[Stored data]
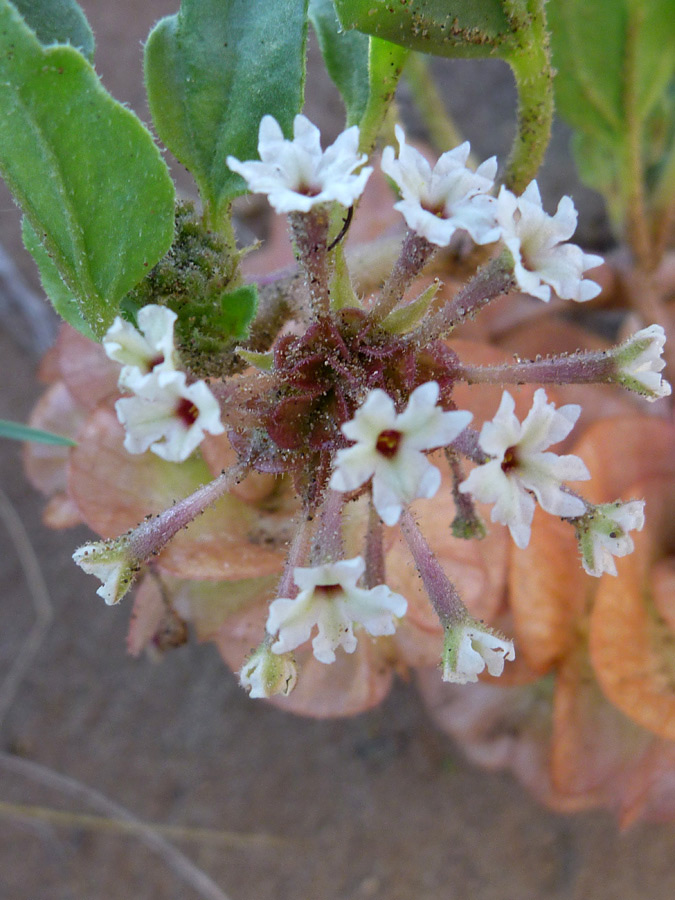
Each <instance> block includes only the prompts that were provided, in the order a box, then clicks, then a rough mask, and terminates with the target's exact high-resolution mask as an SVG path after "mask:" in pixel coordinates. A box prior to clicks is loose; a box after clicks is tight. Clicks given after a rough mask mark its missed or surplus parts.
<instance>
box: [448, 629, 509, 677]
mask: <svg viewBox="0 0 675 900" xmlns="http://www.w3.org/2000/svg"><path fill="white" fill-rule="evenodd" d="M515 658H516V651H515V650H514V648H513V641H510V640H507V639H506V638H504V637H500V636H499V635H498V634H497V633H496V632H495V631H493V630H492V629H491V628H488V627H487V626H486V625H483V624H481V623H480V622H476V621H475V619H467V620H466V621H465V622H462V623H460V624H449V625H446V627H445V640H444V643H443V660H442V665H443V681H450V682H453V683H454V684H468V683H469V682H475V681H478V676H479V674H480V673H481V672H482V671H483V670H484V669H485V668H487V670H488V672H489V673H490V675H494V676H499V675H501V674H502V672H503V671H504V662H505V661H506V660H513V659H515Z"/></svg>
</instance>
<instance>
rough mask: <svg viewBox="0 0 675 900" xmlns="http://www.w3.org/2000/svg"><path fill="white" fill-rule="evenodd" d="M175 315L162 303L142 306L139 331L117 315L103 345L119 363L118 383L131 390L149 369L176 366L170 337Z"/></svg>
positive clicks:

==

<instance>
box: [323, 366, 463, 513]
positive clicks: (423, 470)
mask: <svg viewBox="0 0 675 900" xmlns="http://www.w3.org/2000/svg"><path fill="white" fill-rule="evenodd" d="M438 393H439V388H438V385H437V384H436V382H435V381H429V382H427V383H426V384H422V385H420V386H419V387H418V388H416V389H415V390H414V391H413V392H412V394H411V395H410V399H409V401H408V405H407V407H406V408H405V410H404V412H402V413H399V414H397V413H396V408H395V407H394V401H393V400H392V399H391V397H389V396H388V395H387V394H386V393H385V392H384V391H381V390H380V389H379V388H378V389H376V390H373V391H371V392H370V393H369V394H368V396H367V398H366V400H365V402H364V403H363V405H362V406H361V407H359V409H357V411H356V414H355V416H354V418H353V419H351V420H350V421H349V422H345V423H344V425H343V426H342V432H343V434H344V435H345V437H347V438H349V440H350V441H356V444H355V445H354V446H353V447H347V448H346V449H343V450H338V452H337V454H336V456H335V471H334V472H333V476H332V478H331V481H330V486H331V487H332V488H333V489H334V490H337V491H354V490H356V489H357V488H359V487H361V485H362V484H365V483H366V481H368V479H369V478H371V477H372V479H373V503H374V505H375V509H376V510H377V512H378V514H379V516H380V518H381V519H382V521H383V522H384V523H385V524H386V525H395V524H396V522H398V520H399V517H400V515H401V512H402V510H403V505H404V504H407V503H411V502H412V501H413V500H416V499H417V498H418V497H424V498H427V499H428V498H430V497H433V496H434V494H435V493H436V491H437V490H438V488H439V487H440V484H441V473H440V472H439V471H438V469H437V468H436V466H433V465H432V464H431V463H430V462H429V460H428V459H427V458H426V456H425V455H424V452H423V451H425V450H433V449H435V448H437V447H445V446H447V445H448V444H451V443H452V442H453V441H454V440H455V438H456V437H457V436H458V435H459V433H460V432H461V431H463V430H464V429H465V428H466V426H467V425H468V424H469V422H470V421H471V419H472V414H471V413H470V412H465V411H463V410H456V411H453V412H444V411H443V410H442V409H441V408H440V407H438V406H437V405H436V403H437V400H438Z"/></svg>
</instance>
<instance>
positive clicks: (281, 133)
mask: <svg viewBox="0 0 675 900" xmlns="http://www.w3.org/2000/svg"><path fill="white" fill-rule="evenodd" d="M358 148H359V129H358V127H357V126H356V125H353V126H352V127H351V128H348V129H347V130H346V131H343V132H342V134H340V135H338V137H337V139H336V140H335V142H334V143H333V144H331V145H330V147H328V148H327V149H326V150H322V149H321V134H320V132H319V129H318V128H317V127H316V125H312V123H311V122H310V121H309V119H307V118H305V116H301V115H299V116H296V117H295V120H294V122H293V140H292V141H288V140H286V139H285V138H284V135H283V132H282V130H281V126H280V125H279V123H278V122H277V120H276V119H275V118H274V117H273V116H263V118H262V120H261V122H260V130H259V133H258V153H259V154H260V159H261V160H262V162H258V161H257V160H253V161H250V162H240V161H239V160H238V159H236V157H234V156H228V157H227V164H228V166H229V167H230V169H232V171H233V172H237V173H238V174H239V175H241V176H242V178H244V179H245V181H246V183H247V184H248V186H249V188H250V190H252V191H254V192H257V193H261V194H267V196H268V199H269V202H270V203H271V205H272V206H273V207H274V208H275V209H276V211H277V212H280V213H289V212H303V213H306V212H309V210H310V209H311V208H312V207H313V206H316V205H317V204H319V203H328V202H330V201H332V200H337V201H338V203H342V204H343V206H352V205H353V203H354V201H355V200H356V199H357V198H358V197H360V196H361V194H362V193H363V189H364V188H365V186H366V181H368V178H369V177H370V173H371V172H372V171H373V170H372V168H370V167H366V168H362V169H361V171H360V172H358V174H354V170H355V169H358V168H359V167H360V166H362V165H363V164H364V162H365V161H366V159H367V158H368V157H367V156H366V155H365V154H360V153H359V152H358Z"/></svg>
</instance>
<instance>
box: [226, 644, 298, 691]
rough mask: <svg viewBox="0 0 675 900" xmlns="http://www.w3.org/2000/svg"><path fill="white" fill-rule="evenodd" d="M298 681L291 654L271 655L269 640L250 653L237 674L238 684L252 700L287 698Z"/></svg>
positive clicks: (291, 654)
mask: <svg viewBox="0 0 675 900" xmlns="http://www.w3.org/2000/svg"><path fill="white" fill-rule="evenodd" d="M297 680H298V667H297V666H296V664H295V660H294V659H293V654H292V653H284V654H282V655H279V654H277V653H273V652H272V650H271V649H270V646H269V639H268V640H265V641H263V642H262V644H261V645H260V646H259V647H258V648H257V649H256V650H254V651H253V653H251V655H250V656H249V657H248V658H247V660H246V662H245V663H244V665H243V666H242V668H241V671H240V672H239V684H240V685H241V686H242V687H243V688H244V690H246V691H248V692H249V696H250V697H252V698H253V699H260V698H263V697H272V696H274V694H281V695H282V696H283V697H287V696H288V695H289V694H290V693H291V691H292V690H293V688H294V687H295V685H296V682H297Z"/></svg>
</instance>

**Exercise prompt**
Copy the records above word for word, from the line containing "Each <instance> block" up to and including the line containing "box: [448, 629, 509, 677]".

**Reply**
Each <instance> block includes only the prompts that were provided, in the order a box, then clicks, then a rough mask, and terminates with the target's exact high-resolution mask as an SVG path after "mask:" in pixel coordinates. A box prior to clicks is loose; a box after clicks is tight. Clicks given after a rough mask mark its missed or surplus parts.
<instance>
box: [448, 629, 509, 677]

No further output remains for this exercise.